What you are asked to do: Find the line in the material below that contains "Target: black metal railing", then give it again, with all later lines, exactly as shown.

== == ==

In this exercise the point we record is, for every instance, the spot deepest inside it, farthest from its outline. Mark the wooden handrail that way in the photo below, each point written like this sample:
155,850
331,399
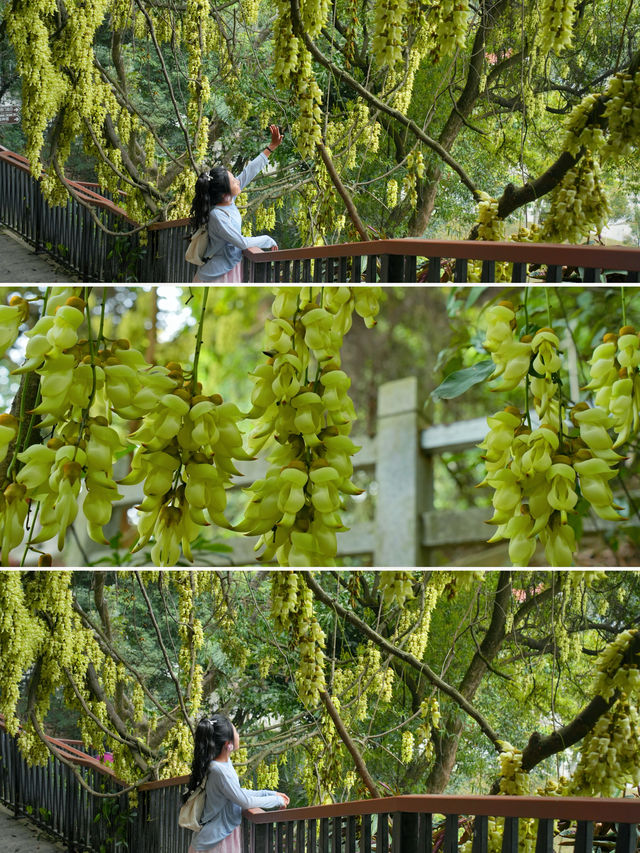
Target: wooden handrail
561,254
622,810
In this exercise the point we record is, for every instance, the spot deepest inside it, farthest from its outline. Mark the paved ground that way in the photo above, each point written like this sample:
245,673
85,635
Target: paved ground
21,836
19,264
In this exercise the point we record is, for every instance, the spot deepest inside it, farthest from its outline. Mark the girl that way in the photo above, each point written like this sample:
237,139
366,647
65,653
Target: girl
215,740
214,205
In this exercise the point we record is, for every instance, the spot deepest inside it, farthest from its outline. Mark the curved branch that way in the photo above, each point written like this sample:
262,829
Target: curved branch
165,654
299,31
514,197
408,658
361,767
343,192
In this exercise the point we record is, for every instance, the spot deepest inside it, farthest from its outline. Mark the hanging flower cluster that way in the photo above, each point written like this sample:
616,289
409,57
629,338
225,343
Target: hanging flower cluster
184,449
609,752
556,24
578,204
292,609
300,398
538,474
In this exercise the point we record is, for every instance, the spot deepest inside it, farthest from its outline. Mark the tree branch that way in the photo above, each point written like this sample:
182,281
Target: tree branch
300,32
361,767
343,192
409,659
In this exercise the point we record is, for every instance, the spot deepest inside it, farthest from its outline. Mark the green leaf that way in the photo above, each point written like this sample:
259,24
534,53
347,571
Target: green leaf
461,380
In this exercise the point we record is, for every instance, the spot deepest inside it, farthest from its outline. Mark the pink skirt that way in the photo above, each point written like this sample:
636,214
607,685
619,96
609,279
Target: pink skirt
231,844
234,276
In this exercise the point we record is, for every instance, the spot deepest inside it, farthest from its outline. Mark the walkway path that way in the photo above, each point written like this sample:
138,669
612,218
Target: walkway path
19,264
22,836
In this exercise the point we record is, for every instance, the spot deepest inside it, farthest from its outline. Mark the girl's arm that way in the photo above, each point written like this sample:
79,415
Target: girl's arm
223,225
258,163
230,789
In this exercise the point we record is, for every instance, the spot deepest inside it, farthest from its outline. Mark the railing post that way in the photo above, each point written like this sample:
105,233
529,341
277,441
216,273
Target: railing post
405,832
259,837
403,474
392,268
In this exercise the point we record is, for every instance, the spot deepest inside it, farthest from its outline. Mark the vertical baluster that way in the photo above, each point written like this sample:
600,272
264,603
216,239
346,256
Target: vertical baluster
510,835
382,840
519,272
405,832
324,835
584,837
336,835
425,834
311,836
461,273
350,840
488,271
433,272
371,272
392,268
450,834
330,270
365,834
554,273
280,838
410,269
627,839
480,842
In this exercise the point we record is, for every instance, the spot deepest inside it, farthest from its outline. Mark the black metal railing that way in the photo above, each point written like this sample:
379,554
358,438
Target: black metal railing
147,822
70,235
52,797
439,261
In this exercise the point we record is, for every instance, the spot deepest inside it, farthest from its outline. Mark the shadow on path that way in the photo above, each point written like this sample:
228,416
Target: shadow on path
19,835
19,264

== == ==

Solution below:
Target: black metal railing
147,822
70,235
52,797
439,261
In this exercise the point we record is, for every instance, the spot deepest inside it, farthest from its outline. Mark the shadow on path that way in the photo above, each point written like this sample:
228,416
Target: shadow on path
19,835
19,264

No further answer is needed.